▸ 任务说明
请从下方所给文段中照抄一段文字,起点是含有“(二)submit()前获取处理数据信息”的那处,抄到“connect();//创建连接!!(断点位置)”为止。

▸ 所给文段
MapReduce源码分析(一):总过程及Job提交过程

MapRedeuce源码分析

在这里插入图片描述
在这里插入图片描述

MapReduce总过程

(一)待处理的文本

(二)submit()提交前获取待处理信息,然后根据参数配置形成任务规划

(三)提交信息

(四)计算出MapTesk的数量

(五)MapTesk默认使用TextInputFormat读取文本信息。默认使用RecorderReader读取K和V

(六)使用Mapper根据需要读取K,V。Context.write(K,V)写出到收集器outputCollector中

(七)收集器将KV向环形缓冲区写入数据

(八)环形缓冲区满后,对其中的数据排序分区,

(九)溢出到磁盘中(分区内有序)

(十)将多个溢写文件Merge归并排序

(十一)之后可使用Combiner合并,再使用merge归并排序

(十二)MrappMaster所有MapTask任务完成后,启动相应数量的ReduceTask处理数据范围

(十三)Reduce主动将MapTask中归并过的数据按照分区copy到本地。并合并文件和排序

(十四)一次读取一组到Reduce中。

(十五)根据Kay分组

(十六)context.write写出。默认使用OutPutFormat中的TextOutPutFormat读取KV

Job提交流程

建立连接

​ 创建job提交代理

​ 分析本地代理或者集群代理

job提交

​ 创建集群提交路径stag

​ 生成JobId并在stag路径下创建jobId路径

​ (集群模式下)拷贝jar包到集群

​ 获取切片信息,生成切片规划文件

​ 获取配置信息,写XML配置文件

提交Job

job阶段源码

(一)待处理文本

(二)submit()前获取处理数据信息

if (state == JobState.DEFINE) {//判断状态,首次为
  submit();//提交!!(断点位置)
}

创建连接

public void submit() 
       throws IOException, InterruptedException, ClassNotFoundException {
  ensureState(JobState.DEFINE);
  setUseNewAPI();//把旧的API修改为新的API
  connect();//创建连接!!(断点位置)

获取集群对象

private synchronized void connect()
        throws IOException, InterruptedException, ClassNotFoundException {
  if (cluster == null) {//第一次集群为空
    cluster = 
      ugi.doAs(new PrivilegedExceptionAction<Cluster>() {
                 public Cluster run()

▸ 记录
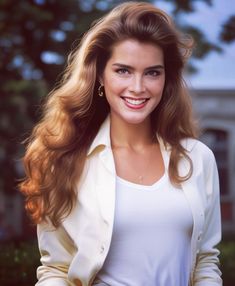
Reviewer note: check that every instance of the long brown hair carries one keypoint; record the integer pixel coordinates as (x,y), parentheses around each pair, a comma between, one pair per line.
(73,113)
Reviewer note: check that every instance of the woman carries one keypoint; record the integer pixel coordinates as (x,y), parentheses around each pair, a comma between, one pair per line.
(122,192)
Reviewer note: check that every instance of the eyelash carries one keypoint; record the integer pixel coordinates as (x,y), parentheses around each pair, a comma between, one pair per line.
(153,73)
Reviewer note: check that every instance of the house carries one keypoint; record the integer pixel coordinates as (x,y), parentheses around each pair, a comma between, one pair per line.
(216,112)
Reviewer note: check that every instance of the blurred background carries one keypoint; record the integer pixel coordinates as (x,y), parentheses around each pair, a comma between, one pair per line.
(36,37)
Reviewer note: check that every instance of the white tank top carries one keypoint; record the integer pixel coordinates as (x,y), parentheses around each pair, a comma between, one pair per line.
(151,236)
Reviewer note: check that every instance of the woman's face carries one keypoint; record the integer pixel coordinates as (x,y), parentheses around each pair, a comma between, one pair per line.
(134,79)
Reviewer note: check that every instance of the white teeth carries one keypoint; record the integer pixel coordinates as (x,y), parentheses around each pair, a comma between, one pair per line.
(135,101)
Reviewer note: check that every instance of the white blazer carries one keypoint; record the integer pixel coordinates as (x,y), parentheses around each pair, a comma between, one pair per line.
(74,253)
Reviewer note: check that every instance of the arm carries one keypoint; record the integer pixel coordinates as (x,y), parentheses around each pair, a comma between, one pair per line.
(207,272)
(57,251)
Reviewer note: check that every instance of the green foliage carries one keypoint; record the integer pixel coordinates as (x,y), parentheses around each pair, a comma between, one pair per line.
(18,264)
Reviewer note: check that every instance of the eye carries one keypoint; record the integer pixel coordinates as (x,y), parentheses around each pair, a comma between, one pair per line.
(122,71)
(153,73)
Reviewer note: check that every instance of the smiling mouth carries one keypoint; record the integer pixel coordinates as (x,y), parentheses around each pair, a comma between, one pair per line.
(135,102)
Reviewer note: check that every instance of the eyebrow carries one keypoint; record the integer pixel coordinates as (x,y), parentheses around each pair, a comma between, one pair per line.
(130,67)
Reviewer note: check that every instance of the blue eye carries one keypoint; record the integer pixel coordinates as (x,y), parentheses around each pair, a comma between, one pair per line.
(153,72)
(122,71)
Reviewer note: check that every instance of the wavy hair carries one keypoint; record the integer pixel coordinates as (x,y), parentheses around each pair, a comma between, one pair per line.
(56,150)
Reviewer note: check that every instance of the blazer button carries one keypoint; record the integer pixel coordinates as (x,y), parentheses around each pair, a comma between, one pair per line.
(102,249)
(199,236)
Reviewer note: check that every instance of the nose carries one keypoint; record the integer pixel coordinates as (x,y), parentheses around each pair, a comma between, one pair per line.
(137,85)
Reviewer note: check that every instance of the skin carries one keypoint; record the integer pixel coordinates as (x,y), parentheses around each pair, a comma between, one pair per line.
(134,79)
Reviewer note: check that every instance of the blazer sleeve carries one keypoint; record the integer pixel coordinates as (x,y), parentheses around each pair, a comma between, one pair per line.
(207,271)
(57,250)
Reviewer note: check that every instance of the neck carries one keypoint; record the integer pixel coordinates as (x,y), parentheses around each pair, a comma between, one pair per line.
(127,135)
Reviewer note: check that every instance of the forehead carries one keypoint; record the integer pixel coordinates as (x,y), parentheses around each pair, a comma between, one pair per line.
(131,50)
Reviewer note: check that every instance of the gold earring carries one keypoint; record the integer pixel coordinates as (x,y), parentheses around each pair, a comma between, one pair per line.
(100,91)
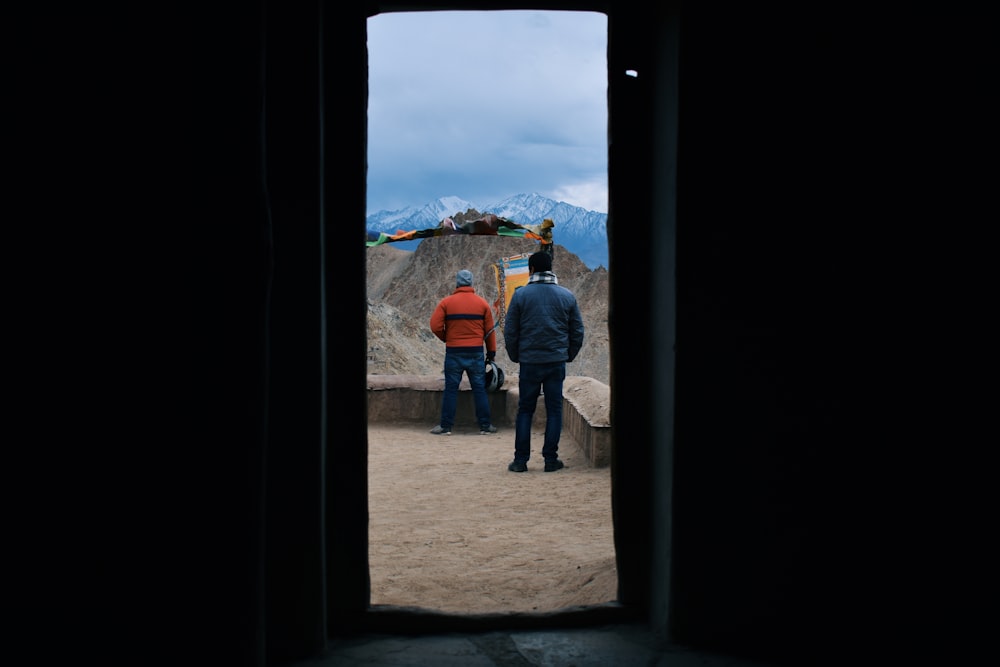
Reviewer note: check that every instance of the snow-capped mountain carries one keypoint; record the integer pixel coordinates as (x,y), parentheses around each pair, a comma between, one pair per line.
(582,232)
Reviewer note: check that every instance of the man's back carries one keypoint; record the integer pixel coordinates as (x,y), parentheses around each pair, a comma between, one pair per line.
(543,324)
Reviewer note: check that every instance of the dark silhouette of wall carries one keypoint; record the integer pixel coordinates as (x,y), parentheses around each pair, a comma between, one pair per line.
(731,317)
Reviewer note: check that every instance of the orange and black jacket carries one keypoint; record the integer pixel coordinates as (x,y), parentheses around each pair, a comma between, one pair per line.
(462,320)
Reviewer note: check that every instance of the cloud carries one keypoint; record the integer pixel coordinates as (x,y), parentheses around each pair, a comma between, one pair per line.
(483,105)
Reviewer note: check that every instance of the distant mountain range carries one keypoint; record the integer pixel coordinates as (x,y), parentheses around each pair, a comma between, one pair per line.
(582,232)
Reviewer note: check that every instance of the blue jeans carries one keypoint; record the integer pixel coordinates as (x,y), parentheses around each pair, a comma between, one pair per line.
(472,364)
(535,379)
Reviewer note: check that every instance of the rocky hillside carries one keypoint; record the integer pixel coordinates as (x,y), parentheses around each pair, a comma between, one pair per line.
(404,287)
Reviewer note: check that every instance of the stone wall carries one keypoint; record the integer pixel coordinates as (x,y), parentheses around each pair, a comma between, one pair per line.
(412,398)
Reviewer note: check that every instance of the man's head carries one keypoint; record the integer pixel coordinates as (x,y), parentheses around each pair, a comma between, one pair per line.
(540,261)
(464,278)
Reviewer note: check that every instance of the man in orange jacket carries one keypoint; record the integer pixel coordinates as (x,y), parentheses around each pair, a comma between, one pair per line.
(464,321)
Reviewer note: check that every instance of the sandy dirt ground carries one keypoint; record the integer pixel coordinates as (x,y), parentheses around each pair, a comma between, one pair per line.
(452,530)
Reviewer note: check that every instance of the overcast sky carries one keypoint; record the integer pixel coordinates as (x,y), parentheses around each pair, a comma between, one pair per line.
(484,105)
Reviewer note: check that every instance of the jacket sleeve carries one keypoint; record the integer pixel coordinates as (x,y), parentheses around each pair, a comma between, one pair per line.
(437,321)
(575,331)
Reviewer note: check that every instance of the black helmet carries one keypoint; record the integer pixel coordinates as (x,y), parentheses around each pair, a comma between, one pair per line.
(494,376)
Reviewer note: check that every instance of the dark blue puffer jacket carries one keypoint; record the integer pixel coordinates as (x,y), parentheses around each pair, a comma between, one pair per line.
(543,324)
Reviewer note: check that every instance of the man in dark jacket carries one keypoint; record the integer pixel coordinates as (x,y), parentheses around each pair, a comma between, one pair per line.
(543,331)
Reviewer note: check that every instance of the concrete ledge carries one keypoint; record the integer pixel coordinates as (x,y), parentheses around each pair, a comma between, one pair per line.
(417,398)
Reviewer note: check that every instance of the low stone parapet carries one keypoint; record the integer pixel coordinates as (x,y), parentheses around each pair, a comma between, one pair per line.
(417,398)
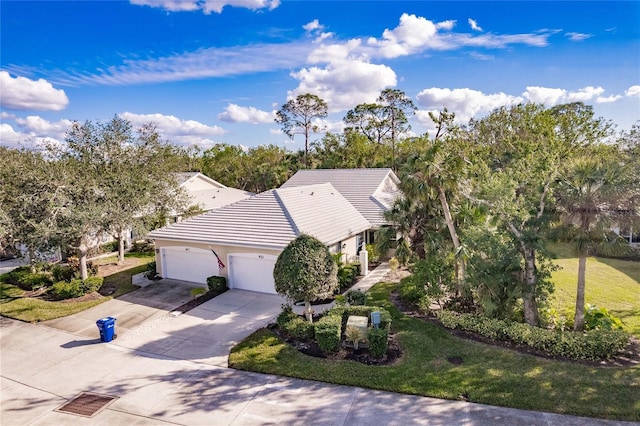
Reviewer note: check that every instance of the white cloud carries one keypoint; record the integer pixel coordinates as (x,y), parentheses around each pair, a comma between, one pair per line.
(481,56)
(344,83)
(237,114)
(554,96)
(416,34)
(37,126)
(474,25)
(199,64)
(608,99)
(632,91)
(177,131)
(207,6)
(313,26)
(21,93)
(578,36)
(9,137)
(465,103)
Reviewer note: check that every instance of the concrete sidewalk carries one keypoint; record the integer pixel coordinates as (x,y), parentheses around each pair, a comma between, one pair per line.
(42,368)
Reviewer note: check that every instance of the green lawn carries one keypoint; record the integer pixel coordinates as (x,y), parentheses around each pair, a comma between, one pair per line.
(610,283)
(13,305)
(488,375)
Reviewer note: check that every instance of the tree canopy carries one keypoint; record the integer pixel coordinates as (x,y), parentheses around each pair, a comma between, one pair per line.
(305,271)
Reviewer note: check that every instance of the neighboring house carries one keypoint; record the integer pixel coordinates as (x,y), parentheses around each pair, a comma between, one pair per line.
(206,193)
(242,241)
(370,191)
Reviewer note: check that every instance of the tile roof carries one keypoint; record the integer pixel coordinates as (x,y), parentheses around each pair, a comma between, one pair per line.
(371,191)
(272,219)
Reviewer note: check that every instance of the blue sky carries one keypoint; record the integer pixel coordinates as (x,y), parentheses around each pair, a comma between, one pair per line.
(207,72)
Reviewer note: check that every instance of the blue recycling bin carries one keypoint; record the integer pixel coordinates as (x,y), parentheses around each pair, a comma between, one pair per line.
(107,327)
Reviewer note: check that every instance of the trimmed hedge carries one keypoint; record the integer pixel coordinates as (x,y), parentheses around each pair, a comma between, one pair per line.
(76,288)
(328,331)
(588,345)
(217,284)
(299,328)
(25,279)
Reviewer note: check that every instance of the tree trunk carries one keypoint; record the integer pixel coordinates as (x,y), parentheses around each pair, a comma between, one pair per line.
(82,256)
(32,259)
(308,311)
(578,319)
(530,282)
(461,269)
(121,239)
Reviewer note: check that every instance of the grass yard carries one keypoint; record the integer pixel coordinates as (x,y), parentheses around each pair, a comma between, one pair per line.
(488,374)
(31,309)
(610,283)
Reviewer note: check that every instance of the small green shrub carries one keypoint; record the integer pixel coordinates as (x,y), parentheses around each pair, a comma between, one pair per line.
(23,278)
(364,311)
(217,284)
(600,319)
(355,335)
(285,316)
(76,288)
(372,252)
(592,345)
(142,246)
(356,297)
(328,330)
(378,341)
(413,293)
(151,272)
(300,328)
(62,273)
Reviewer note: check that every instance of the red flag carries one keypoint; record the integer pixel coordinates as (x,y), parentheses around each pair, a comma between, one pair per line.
(220,264)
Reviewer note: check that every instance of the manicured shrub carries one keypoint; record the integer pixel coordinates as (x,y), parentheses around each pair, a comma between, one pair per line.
(592,345)
(356,297)
(299,328)
(347,275)
(378,341)
(285,316)
(217,284)
(600,319)
(25,279)
(411,292)
(76,288)
(74,263)
(62,273)
(372,252)
(328,330)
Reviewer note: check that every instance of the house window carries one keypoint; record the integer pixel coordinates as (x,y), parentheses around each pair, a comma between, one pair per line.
(359,243)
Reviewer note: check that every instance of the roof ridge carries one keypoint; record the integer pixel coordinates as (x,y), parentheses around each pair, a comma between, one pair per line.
(292,223)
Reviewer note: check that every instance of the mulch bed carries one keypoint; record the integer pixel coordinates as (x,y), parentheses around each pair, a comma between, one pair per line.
(362,355)
(197,301)
(629,357)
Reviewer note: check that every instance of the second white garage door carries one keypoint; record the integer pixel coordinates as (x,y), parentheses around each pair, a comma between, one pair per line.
(189,264)
(252,272)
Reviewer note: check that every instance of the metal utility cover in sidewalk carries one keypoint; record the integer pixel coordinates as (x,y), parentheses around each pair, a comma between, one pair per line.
(87,404)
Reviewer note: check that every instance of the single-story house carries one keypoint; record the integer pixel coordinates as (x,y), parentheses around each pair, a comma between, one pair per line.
(370,191)
(242,241)
(206,193)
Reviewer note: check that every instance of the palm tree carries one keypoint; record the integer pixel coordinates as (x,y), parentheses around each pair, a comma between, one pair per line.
(591,196)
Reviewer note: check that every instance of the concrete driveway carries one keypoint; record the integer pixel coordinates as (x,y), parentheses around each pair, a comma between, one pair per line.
(171,369)
(130,310)
(206,333)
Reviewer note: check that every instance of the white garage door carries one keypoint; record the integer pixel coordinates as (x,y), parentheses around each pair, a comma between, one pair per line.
(252,272)
(189,264)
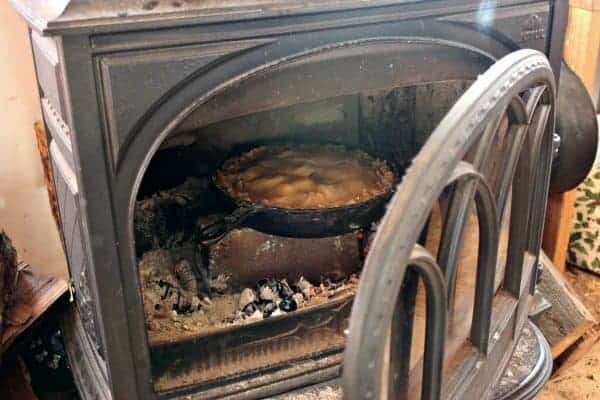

▸ 书面解答
(二)submit()前获取处理数据信息

if (state == JobState.DEFINE) {//判断状态,首次为
  submit();//提交!!(断点位置)
}

创建连接

public void submit() 
       throws IOException, InterruptedException, ClassNotFoundException {
  ensureState(JobState.DEFINE);
  setUseNewAPI();//把旧的API修改为新的API
  connect();//创建连接!!(断点位置)